**What the task asks:**
Please restate the records that follow exactly, skipping their images.

[Extracted data entries]

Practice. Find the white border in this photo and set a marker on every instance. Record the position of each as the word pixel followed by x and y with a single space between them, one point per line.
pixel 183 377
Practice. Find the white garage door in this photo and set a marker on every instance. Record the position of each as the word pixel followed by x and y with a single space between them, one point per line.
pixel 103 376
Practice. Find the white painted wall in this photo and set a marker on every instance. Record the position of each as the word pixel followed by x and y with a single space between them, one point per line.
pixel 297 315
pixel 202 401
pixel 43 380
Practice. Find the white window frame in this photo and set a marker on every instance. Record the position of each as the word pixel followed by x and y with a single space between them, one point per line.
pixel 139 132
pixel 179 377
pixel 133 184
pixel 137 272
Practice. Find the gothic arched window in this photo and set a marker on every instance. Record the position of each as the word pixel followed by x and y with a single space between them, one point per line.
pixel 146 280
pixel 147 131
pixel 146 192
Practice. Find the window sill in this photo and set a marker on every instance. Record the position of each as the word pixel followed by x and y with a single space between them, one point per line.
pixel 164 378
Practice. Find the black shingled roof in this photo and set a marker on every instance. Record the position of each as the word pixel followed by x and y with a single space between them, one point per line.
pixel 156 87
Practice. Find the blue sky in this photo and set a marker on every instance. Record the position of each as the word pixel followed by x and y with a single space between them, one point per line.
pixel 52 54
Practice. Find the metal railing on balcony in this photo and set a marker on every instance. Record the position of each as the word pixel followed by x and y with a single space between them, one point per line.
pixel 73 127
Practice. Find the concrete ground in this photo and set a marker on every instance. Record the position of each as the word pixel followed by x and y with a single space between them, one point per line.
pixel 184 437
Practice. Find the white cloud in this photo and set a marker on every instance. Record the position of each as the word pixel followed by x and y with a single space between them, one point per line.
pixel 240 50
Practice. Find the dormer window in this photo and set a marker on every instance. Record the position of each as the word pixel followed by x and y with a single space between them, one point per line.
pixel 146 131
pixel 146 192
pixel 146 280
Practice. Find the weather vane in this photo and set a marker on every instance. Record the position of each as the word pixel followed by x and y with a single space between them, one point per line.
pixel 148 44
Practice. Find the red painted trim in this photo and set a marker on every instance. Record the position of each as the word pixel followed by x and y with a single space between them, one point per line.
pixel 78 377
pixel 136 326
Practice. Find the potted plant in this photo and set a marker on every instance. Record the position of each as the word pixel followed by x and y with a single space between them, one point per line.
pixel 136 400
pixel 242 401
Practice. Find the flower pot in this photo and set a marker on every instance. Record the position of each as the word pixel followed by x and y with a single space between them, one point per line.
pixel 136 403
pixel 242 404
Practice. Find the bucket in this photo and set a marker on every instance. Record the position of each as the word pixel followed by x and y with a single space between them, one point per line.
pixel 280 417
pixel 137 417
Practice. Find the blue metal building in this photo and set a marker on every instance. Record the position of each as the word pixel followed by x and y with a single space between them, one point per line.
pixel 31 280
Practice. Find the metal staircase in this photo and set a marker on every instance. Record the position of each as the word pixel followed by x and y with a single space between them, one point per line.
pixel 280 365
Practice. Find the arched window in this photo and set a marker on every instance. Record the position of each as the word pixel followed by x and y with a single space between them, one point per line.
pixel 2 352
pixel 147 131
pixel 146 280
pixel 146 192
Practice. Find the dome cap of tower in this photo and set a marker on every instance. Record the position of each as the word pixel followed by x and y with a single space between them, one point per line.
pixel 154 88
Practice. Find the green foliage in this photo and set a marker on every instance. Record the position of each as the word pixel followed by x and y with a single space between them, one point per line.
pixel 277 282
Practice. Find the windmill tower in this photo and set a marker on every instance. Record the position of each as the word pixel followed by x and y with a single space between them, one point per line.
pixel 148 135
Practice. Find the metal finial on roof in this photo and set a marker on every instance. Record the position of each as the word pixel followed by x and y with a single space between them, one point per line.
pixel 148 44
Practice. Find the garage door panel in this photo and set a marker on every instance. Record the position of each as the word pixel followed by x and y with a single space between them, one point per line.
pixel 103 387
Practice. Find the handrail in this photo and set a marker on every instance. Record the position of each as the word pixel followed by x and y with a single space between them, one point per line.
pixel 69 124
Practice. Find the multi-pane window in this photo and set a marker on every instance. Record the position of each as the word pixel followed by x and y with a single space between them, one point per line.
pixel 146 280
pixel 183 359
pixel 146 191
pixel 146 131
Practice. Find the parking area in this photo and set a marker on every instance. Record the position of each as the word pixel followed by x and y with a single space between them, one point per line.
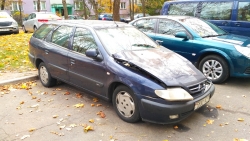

**Written reply:**
Practice. Find the white border in this photo and set a marker on every instance. Record the position of each as the word pixel followed by x and y with a single space between them, one point per line.
pixel 183 377
Practice. Find the white garage door in this photo and set a marker on every instance. Record the position of each as the word pixel followed by x and y with a single space between them, one point per line.
pixel 103 376
Practice. Find the white painted wall in this photo and set a marker on every instance. Record the position of each as the word pixel followed by x and y with a single space between them, one point per line.
pixel 297 315
pixel 202 401
pixel 43 380
Practice. Find the white window frame in this photo and set a marker on every instance. Record the position of each as the word pixel followed by x and y with a single space between them, one point per line.
pixel 139 132
pixel 179 377
pixel 133 184
pixel 137 272
Practice. Find the gothic arched window in this photo and set a marker on every instance. Record the position of each as the word pixel followed by x and y with a single space between them, one point per line.
pixel 146 280
pixel 147 131
pixel 146 192
Practice. Find the window sill in this photo and set a marker on every instance. Record the position of each as the word pixel followed by x and y with a single space between them, one point per line.
pixel 164 378
Practice. Find the black shingled roof in this photo and set a marker on every instance. Record the position of each as the word pixel followed by x and y with a single space between them, one point per line.
pixel 156 87
Practice. Find the blue sky in this photo and set a marker on every instance. Record the position of each as the word pixel followed by x and y with a single space between them, one point per line.
pixel 52 54
Practice. Find the metal railing on balcony in this photo and set a marker on every instance. Record the position of each as the word pixel followed by x and y with a single space between them, one point per line.
pixel 73 127
Practice. Find the concrete ground in this photo and set a marker on every instance. Record the position of each as the word pixel followed by x and y with a single space between them, one point per line.
pixel 184 437
Practice. Find the white cloud in this photo and set a marker on every instance. Record the position of each as the word pixel followed by x and y with a single space between them, one point per line.
pixel 240 50
Practice. Find the dormer window in this photo and set a marker on every instance. Record the position of each as the word pixel followed by x and y with a single space between them, one point per line.
pixel 146 131
pixel 146 192
pixel 146 280
Practice. Find the weather vane in this photo and set a marker on every instance. Record the position of each as the word pixel followed by x and y with a single space between them, one point per line.
pixel 148 44
Practice. Find the red painted trim in this photo and set a marker on every instance. Record the position of each as the word pixel followed by x and y with a single space between them, one point per line.
pixel 78 377
pixel 136 326
Practice. Find the potted plant in this photo and set a marker on every instance. Record the position of each as the word pixel followed by x and y with a single space between them, one point per line.
pixel 136 400
pixel 242 401
Practice. Find the flower pot in this photo and set a marker on every instance. Record the position of each as the word pixel followed by x and y with a single space between them, one point per line.
pixel 136 403
pixel 242 404
Practice. Find the bucket in this photo and set a marker on every instance. Record the position of each as the word pixel followed by x and y with a single space between them, one point per line.
pixel 280 417
pixel 137 417
Practice. Find the blue metal building in this photo and set a marker on every instance. Record the position of each as the word pixel followed by x and y with a single space between them, one point per line.
pixel 31 280
Practice. Find the metal staircase in this photo and set a marker on every instance. Record the position of each as the word pixel followed by x and y with a single space between them, one point per line.
pixel 280 365
Practice. Find the arched window in this photo and set a marker on every instance. Record the position of each as the word pixel followed by x and y with a single space between them, one point per line.
pixel 2 352
pixel 147 131
pixel 146 280
pixel 146 192
Practice. Find the dome cap of tower in this photo and set a marker on every instance. Record the position of each as the word pixel followed by x and y with a single space between them, one point per line.
pixel 154 88
Practice. Find the green foliage in this photo and set a marker on every instance. Record the position of each as the word pixel followed by x and y with a single space between them, one point per line.
pixel 277 282
Practice. Find the windmill tower in this photo and set a marker on every instance. Record the position of each as the word pixel followed by x and y with a single space between them, one point per line.
pixel 148 135
Practice. Find the metal finial on roof in this photo and set a marker on every instance. Record the position of each as the word pixel followed by x and y with a single space between them, one point per line.
pixel 148 44
Practice. Find the garage door panel in this photo and set a marker on every instance. Record the position of each as the word pixel followed by x and y with a single space between them, one point per line.
pixel 103 387
Practice. Find the handrail in this photo and set a marker on every instance. Record the position of each as the word pixel followed by x and y with a single space between them, one point per line.
pixel 69 124
Practice. Find the multi-pane window in this photo and set a marker on every instance. Record the position of each as the word pixel followed by x and y with a single space between them, one point per line.
pixel 146 280
pixel 183 359
pixel 146 191
pixel 146 131
Practice. Find the parking area in this photo and set a marker on every instance. Record the position of each as the word pixel followed by x and y with a single space between them, one point per line.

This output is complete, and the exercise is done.